[INPUT RECORDS]

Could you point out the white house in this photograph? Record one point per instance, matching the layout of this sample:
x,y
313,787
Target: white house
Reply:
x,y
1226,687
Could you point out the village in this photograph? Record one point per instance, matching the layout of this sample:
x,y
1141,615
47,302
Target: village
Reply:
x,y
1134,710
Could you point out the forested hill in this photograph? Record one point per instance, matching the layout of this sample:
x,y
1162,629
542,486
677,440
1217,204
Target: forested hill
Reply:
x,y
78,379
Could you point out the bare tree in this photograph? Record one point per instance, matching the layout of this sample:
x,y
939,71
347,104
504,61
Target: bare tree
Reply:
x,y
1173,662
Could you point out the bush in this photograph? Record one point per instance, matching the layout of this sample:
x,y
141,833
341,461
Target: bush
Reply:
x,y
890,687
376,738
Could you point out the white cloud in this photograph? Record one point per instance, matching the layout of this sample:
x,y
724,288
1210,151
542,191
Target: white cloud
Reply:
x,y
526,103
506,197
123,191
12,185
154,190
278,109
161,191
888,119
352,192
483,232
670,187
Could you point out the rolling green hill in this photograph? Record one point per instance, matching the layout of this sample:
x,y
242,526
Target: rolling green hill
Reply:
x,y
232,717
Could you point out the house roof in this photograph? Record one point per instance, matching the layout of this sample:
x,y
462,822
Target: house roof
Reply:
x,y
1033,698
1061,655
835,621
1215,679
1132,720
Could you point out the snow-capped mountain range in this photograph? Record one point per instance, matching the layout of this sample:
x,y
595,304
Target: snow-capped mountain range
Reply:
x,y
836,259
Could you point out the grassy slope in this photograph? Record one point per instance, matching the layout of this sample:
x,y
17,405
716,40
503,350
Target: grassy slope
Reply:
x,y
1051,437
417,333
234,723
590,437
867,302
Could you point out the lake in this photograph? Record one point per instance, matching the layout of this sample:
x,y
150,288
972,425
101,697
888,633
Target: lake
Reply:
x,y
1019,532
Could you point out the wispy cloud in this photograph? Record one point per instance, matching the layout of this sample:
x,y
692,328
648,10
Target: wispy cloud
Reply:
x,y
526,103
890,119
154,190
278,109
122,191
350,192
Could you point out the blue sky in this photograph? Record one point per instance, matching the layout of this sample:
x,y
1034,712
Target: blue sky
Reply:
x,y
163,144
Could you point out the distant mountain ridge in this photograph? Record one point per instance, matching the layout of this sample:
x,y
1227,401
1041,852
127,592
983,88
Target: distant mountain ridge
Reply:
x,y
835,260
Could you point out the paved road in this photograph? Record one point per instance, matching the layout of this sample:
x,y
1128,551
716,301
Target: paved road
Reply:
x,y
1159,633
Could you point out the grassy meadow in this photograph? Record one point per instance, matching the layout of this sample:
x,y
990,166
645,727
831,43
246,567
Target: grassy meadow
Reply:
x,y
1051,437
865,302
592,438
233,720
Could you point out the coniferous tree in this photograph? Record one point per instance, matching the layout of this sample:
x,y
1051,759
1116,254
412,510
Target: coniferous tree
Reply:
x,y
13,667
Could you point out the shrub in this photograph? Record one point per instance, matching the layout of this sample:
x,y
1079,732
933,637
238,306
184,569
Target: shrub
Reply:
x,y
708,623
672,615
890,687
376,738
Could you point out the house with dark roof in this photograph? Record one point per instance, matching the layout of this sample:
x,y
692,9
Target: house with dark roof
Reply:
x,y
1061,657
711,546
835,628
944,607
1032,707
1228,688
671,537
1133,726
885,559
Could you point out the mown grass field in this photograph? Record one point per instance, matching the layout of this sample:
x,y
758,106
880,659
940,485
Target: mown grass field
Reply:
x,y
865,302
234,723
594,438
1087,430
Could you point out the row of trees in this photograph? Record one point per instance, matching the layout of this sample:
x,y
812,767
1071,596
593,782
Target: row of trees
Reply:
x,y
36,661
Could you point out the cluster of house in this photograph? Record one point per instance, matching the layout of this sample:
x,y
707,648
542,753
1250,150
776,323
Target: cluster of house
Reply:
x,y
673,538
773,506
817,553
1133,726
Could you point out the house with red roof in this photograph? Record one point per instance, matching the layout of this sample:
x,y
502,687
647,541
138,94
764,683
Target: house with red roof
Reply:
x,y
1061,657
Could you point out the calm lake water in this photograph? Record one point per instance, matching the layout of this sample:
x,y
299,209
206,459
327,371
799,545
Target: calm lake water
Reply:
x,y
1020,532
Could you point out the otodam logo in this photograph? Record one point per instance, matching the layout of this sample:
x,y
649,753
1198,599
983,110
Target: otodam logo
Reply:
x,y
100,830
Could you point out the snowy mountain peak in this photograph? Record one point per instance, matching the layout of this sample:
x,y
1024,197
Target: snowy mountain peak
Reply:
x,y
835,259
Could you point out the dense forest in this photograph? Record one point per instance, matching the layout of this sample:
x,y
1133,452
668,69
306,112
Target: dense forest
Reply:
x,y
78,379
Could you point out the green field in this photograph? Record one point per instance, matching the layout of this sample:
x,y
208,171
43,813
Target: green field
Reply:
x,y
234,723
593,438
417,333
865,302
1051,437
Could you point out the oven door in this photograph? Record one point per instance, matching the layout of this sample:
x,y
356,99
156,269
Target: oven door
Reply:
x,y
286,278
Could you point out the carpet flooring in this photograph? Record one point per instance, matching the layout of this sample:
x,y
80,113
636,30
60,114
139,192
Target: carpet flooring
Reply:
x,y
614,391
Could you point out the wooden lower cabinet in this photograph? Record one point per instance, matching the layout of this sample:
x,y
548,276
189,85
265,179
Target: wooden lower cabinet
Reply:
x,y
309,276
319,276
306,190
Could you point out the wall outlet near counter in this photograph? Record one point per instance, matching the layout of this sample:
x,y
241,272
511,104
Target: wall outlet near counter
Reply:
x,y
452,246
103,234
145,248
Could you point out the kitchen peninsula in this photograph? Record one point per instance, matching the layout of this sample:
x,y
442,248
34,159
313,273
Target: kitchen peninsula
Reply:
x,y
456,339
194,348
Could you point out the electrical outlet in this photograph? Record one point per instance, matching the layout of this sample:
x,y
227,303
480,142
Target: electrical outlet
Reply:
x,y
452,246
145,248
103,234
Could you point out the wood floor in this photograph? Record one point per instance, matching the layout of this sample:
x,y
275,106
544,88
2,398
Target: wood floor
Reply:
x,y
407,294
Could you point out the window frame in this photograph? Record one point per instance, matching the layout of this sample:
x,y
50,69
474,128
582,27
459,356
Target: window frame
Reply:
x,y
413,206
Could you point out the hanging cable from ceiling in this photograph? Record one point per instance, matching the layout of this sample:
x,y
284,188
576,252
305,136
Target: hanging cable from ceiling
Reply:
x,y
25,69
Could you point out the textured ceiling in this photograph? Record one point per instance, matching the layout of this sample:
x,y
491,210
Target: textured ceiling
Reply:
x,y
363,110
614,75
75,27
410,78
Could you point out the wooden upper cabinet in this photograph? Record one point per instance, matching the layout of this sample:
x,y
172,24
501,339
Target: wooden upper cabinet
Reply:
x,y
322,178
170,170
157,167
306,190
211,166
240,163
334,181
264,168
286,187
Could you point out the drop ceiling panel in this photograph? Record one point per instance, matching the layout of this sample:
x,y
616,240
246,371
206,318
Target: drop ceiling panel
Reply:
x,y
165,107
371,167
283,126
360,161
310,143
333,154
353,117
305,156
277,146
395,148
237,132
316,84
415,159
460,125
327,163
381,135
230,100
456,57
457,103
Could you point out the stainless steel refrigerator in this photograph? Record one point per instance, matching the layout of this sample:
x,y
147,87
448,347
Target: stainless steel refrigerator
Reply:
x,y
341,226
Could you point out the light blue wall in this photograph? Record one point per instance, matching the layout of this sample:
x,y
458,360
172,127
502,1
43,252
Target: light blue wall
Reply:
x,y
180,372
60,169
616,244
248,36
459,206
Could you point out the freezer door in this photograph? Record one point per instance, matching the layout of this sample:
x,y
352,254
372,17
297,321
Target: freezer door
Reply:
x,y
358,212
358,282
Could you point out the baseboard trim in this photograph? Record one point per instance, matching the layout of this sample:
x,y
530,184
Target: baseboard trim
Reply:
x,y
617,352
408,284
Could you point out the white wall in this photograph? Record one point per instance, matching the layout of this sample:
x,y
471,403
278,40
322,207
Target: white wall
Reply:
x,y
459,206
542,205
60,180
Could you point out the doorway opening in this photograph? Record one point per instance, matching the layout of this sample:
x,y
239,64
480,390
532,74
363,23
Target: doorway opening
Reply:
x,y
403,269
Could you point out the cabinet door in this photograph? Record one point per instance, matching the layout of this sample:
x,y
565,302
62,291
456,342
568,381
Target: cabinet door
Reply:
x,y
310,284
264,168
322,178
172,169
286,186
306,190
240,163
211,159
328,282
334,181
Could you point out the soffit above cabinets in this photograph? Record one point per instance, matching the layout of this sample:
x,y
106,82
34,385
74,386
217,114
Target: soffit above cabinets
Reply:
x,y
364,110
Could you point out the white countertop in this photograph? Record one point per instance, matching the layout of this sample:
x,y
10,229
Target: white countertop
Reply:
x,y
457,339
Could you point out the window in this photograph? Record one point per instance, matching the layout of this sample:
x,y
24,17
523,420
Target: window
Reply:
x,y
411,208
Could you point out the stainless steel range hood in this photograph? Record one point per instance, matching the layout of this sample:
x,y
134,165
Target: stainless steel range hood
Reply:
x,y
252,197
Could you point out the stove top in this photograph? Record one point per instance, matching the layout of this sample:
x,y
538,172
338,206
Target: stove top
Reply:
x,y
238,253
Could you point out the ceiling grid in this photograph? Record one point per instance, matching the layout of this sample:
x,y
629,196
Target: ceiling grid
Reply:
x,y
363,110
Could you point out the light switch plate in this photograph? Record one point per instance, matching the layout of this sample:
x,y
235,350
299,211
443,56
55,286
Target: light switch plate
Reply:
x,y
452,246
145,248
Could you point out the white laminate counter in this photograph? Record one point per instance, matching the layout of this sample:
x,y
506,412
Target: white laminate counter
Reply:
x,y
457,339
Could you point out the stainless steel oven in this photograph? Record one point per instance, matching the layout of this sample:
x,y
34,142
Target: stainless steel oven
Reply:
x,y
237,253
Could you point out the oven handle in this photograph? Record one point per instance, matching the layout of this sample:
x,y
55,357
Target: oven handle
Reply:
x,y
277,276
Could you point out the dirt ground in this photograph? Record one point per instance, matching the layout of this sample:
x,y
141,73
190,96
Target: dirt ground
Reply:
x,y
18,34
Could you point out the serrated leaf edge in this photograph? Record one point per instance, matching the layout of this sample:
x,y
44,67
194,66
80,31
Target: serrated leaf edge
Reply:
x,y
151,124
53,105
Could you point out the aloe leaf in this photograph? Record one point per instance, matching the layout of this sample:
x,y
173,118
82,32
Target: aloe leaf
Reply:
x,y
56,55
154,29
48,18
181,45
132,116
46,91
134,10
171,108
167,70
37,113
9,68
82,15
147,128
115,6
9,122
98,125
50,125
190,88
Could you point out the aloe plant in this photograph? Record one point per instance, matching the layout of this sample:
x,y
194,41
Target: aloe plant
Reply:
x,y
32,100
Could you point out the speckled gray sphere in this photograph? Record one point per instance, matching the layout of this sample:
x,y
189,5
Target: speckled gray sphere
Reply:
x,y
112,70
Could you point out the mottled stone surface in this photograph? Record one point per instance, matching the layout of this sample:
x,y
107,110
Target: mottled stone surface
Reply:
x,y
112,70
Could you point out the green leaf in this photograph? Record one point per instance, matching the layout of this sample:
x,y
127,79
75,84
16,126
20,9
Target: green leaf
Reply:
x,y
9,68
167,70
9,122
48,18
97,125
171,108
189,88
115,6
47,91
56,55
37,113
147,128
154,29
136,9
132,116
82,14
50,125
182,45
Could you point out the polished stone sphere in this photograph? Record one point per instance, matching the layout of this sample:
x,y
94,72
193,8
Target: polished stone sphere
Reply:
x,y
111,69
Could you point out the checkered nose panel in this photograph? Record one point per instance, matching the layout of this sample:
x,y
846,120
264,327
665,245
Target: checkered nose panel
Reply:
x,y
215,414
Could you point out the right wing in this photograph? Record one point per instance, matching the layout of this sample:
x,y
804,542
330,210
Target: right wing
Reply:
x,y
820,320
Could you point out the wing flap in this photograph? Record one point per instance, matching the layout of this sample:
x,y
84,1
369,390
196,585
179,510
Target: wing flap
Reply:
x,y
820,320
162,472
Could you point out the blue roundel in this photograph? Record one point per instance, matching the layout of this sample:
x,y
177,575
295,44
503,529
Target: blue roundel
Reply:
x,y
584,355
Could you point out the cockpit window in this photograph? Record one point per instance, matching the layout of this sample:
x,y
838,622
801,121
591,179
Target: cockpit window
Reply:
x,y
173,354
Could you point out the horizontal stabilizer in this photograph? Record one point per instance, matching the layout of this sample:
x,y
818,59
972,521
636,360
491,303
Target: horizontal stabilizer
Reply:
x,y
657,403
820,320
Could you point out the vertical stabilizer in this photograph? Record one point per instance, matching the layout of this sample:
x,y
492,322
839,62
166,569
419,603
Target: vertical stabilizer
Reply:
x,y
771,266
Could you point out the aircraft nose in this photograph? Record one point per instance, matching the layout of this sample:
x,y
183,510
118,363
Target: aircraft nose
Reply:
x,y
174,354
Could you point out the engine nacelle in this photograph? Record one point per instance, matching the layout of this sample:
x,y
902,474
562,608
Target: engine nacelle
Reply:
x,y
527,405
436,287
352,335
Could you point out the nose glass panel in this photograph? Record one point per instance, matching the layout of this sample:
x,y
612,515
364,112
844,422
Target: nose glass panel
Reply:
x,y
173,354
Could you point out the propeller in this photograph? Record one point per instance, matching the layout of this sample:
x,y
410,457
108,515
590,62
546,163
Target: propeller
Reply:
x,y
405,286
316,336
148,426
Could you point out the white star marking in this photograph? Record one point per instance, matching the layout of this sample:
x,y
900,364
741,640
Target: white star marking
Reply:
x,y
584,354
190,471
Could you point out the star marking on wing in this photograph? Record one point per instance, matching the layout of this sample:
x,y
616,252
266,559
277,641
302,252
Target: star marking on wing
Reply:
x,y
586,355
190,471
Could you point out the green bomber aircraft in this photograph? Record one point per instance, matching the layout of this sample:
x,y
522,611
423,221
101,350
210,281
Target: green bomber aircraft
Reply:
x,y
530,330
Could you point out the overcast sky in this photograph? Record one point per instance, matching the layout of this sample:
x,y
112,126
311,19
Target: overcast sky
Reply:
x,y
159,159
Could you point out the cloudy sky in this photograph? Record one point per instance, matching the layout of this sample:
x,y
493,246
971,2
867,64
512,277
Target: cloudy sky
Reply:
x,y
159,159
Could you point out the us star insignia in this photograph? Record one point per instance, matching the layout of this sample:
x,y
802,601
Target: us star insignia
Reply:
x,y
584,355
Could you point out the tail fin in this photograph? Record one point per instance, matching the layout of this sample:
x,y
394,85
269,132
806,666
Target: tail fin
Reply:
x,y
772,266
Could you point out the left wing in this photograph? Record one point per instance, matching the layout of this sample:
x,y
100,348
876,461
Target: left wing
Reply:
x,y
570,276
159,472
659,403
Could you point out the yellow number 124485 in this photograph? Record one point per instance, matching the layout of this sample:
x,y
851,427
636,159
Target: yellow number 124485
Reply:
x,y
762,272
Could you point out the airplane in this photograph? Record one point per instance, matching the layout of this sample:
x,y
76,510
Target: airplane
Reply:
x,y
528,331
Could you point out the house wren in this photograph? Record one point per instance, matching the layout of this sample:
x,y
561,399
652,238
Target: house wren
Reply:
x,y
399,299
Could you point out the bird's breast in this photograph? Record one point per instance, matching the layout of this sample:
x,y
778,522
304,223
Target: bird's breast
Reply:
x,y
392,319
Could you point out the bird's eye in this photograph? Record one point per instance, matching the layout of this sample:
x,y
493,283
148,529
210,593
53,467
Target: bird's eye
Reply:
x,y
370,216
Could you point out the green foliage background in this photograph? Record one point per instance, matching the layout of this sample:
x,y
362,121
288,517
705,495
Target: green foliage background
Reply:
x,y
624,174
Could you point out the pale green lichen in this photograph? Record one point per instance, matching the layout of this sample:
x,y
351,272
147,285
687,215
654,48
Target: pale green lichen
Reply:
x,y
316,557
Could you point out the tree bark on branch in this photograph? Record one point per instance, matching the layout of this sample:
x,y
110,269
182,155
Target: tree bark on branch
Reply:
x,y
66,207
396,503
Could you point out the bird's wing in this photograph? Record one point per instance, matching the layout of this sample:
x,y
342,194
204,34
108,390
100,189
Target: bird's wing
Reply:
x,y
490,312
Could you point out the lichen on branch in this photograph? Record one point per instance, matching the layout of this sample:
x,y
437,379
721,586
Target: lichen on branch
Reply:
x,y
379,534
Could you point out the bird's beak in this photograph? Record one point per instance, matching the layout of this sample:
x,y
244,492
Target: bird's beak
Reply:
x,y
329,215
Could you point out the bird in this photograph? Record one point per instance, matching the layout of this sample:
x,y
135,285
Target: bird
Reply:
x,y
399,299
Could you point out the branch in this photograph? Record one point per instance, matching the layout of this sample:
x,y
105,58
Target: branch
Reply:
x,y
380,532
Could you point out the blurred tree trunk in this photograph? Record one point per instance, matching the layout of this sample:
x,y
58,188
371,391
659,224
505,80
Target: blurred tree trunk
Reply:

[AIM] In the listing above, find the line with "Could you point out the pale" and set down that line and all after it exactly, through the final line.

[ANSWER BELOW]
Could you point out the pale green lichen in this photograph? Record one point per instance, matching the layout of this sample:
x,y
351,272
147,285
687,215
654,48
Target: pale green lichen
Reply:
x,y
316,557
Could you point out the tree bark on branch in this photograph? Record one point per instance, matching the layout of this sample:
x,y
110,269
182,155
Target: tree bark on branch
Reply:
x,y
66,207
396,503
Could you point out the bird's wing in this photograph? Record one point per instance, matching the layout of this sample:
x,y
342,194
204,34
108,390
100,189
Target: bird's wing
Reply:
x,y
490,312
Could you point out the lichen on branch in this photograph? Record one point per instance, matching the layout of this sample:
x,y
437,379
721,586
Target: lichen on branch
Reply:
x,y
379,534
Could you point out the bird's beak in this photograph? Record one point per instance, matching the layout of this sample:
x,y
244,492
Target: bird's beak
Reply:
x,y
329,215
Could you point out the bird in this photograph? Record one point per instance, matching the layout of this sample:
x,y
135,285
Target: bird
Reply:
x,y
399,299
Could you point out the branch in this photograph? Record one point per instance, matching the layout of this sample:
x,y
105,58
Target: branch
Reply:
x,y
380,532
Could you point out the blurred tree trunk in this photograph? Record one point per instance, matching the layout of this sample:
x,y
58,188
371,391
659,224
505,80
Target: blurred tree trunk
Reply:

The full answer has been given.